** EXCERPTED DATA **

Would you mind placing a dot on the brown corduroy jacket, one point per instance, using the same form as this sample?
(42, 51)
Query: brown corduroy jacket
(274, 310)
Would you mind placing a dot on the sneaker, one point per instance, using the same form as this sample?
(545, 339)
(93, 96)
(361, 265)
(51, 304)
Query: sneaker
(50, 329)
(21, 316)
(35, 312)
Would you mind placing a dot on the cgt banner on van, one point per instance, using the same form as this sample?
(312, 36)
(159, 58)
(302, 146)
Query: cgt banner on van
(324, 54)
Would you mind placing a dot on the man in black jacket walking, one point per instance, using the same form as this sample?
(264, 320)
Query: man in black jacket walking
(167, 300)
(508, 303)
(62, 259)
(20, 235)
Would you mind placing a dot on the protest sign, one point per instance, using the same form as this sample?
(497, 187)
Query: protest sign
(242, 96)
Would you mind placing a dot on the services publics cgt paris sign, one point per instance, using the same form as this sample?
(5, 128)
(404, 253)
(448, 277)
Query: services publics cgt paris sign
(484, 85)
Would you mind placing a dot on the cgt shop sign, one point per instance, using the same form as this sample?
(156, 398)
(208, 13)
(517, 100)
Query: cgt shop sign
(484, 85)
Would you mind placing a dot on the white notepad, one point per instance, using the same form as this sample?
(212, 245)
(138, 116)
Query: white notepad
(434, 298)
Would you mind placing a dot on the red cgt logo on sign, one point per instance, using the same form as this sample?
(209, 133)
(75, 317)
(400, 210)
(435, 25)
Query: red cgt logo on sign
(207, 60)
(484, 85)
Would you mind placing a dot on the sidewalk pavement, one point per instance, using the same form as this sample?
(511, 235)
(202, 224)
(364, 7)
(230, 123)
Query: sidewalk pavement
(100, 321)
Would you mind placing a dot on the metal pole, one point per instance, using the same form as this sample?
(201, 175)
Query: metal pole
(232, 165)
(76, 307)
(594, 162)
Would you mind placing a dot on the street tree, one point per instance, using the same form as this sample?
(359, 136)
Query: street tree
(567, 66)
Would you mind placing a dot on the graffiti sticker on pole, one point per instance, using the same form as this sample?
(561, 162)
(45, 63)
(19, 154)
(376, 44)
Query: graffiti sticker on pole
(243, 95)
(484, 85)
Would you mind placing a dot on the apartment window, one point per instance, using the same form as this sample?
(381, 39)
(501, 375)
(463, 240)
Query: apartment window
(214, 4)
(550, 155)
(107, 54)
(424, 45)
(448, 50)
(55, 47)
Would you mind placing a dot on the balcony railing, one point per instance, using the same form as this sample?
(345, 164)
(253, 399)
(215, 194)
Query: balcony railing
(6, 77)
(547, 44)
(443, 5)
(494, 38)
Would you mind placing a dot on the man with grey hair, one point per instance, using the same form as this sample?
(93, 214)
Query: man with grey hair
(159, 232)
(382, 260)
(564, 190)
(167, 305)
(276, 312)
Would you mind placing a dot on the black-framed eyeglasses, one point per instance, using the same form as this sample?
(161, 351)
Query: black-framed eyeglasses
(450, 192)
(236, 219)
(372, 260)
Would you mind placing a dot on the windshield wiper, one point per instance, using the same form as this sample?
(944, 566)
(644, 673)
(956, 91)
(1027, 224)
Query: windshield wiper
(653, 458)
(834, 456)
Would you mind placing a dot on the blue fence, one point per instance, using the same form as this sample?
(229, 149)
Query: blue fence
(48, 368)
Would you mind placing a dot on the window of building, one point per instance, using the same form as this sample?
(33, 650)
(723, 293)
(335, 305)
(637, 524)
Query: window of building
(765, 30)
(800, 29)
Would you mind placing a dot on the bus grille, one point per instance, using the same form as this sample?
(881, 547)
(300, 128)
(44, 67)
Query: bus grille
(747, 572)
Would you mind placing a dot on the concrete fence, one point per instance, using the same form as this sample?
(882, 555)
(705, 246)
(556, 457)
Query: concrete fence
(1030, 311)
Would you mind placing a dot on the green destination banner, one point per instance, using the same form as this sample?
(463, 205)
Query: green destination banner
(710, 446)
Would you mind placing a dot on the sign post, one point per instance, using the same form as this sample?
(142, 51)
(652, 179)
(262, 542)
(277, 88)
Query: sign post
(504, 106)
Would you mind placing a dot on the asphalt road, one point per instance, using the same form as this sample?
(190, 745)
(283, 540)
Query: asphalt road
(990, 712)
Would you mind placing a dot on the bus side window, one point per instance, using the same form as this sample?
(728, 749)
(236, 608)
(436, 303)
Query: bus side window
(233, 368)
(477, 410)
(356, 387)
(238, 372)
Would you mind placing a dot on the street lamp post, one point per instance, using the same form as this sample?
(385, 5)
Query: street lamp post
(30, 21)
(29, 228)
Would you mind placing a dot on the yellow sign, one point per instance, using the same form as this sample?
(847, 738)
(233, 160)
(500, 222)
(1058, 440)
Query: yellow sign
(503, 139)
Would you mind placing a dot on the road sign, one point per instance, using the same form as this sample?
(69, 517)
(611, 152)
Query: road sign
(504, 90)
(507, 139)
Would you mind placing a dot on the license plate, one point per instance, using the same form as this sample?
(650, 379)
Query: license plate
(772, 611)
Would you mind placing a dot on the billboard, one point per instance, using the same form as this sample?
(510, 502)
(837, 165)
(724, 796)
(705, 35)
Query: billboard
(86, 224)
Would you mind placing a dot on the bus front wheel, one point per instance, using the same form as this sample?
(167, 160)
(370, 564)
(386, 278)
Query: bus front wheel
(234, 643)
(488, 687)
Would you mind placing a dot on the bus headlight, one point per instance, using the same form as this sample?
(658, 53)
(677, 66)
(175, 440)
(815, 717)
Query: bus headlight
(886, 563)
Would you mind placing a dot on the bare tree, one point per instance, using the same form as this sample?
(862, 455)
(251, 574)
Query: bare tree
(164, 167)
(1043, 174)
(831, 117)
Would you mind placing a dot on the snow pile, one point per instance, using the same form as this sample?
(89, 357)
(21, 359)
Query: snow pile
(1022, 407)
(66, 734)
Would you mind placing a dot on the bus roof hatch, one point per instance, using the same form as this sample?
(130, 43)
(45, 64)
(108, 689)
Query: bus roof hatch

** WHAT TO DO **
Every record shown above must be echoed exactly.

** SOLUTION TO THE PROBLEM **
Would you mind placing a dot on the brown corduroy jacket, one point per instance, using the same form as this sample?
(42, 51)
Query: brown corduroy jacket
(274, 310)
Would you mind placing a dot on the sneaker, one point per instance, using the same form as this sample?
(545, 339)
(93, 96)
(361, 265)
(51, 304)
Query: sneaker
(50, 329)
(21, 316)
(35, 312)
Would you mind placing a dot on the cgt banner on van, one point per instance, using the same form as this sample?
(312, 36)
(159, 58)
(302, 146)
Query: cgt banner on van
(324, 54)
Would you mind placing a dot on the man in black jacket walking, one point per instance, using the same form as this sample?
(264, 320)
Query: man in black jacket walking
(167, 300)
(508, 303)
(62, 259)
(20, 235)
Would you mind placing a dot on the protest sign, one point per instance, using the same form as this sample?
(497, 187)
Query: protest sign
(242, 96)
Would you mind placing a dot on the services publics cgt paris sign, one point per instance, using the same form as this sample?
(5, 128)
(404, 253)
(448, 277)
Query: services publics cgt paris sign
(484, 85)
Would you mind placing a dot on the cgt shop sign, one point per instance, using the same form as this sample?
(156, 398)
(208, 13)
(517, 100)
Query: cgt shop sign
(484, 85)
Would you mind placing a dot on the white notepad, one point per instance, using the same form as this sample?
(212, 245)
(138, 116)
Query: white notepad
(434, 298)
Would you mind placing a dot on the red cgt logo on sign, one point per instance, using the same form as this sample?
(209, 133)
(75, 317)
(400, 210)
(435, 25)
Query: red cgt logo on sign
(207, 60)
(484, 85)
Would you mind placing a dot on the sidewalk pavement, one point per instance, using the same form as this sample?
(511, 235)
(202, 224)
(364, 7)
(230, 123)
Query: sidewalk pavement
(100, 321)
Would you mind placing a dot on the metal pole, one point per instance, using the same form as this sample?
(201, 175)
Query: metal pole
(232, 165)
(76, 307)
(594, 162)
Would you mind placing a dot on the street tree, one point per instance, using the same form as this sample?
(359, 136)
Query: street tree
(567, 66)
Would you mind placing a dot on the graffiti sticker on pole, one point per instance, using the same form as this sample?
(561, 162)
(45, 63)
(19, 154)
(376, 44)
Query: graffiti sticker on pole
(243, 95)
(484, 85)
Would you mind placing a dot on the apartment window, one point per instance, using the same form as this sample?
(381, 39)
(501, 375)
(463, 240)
Query: apartment window
(214, 4)
(550, 155)
(107, 54)
(424, 45)
(448, 50)
(55, 47)
Would you mind placing a dot on the balcony railing, one point per instance, using the same form as this sample?
(345, 164)
(253, 399)
(215, 194)
Query: balcony railing
(6, 77)
(547, 44)
(443, 5)
(494, 38)
Would you mind placing a dot on the man with grey hair, one point per instance, using the same form as this sample?
(93, 214)
Query: man with grey hair
(159, 232)
(382, 260)
(564, 190)
(167, 305)
(276, 312)
Would you mind placing a dot on the black-framed eyeglasses, one point per instance, using the same form as this sample?
(161, 351)
Query: black-framed eyeglasses
(450, 192)
(236, 219)
(372, 260)
Would you mind placing a dot on the windshield wiper, one point per instance, using the same form as this sample?
(944, 566)
(644, 673)
(956, 91)
(1027, 224)
Query: windshield wiper
(653, 458)
(834, 456)
Would you mind placing a dot on the blue fence, one point per instance, using the same form as this sample?
(229, 149)
Query: blue fence
(48, 368)
Would you mind placing a dot on the window of building, one point per instance, using the same form as this sample?
(33, 650)
(723, 293)
(335, 305)
(637, 524)
Query: window of building
(765, 30)
(800, 29)
Would you mind placing a dot on the bus grille, one point per instance, using the same form as this sample?
(881, 547)
(300, 128)
(44, 67)
Query: bus grille
(747, 572)
Would you mind placing a dot on the concrete fence, one point per instance, using the same form as this sample?
(882, 555)
(705, 246)
(556, 457)
Query: concrete fence
(1030, 311)
Would you mind placing a dot on the green destination banner, one point per instance, using the same form as this sample?
(463, 205)
Query: green destination banner
(710, 446)
Would you mind placing a dot on the sign post, one point per instance, using the same form as this sample?
(142, 51)
(652, 179)
(262, 542)
(277, 88)
Query: sign post
(504, 106)
Would you mind placing a dot on the asphalt road, one point per instance, using the same form as this sample?
(190, 745)
(283, 540)
Query: asphalt road
(990, 712)
Would you mind placing a dot on the bus side window, one point per instance, using the same form as this sample?
(728, 749)
(236, 608)
(436, 303)
Query: bus side window
(233, 368)
(477, 410)
(356, 387)
(238, 372)
Would you mind placing a dot on the street lamp post, one point per instance, using the same form as this sample?
(385, 5)
Query: street lamp post
(30, 21)
(29, 228)
Would you mind placing a dot on the yellow sign, one point per instance, using the same form as this sample?
(847, 738)
(233, 160)
(500, 222)
(1058, 440)
Query: yellow sign
(503, 139)
Would you mind placing a dot on the road sign, one point per instance, using the same form as this sample?
(69, 517)
(611, 152)
Query: road sign
(504, 90)
(507, 139)
Would you mind placing a dot on the license plate, one point per instance, using the same form as this sample?
(650, 379)
Query: license plate
(772, 611)
Would you mind placing a dot on the billboard, one point per instance, using the same form as this sample?
(510, 502)
(837, 165)
(724, 796)
(705, 35)
Query: billboard
(86, 224)
Would you mind placing a dot on the bus front wheel, one point per instance, using the same form as this sample?
(167, 160)
(370, 564)
(386, 278)
Query: bus front wheel
(234, 643)
(488, 687)
Would you mind placing a dot on the bus headlight, one point per instance, using the same form as this sample?
(658, 53)
(677, 66)
(175, 440)
(815, 717)
Query: bus headlight
(886, 563)
Would you mind placing a dot on the bare tree, one point per instance, using the same form as this sample?
(862, 455)
(251, 574)
Query: bare tree
(164, 167)
(1043, 174)
(831, 117)
Would you mind placing a dot on the snow pile, one point per instance, using the same form as this sample?
(89, 357)
(21, 359)
Query: snow pile
(1022, 407)
(66, 734)
Would you mind placing a dot on the bus roof hatch, one point per instance, using the same form as this sample?
(130, 43)
(45, 64)
(108, 689)
Query: bus roof hatch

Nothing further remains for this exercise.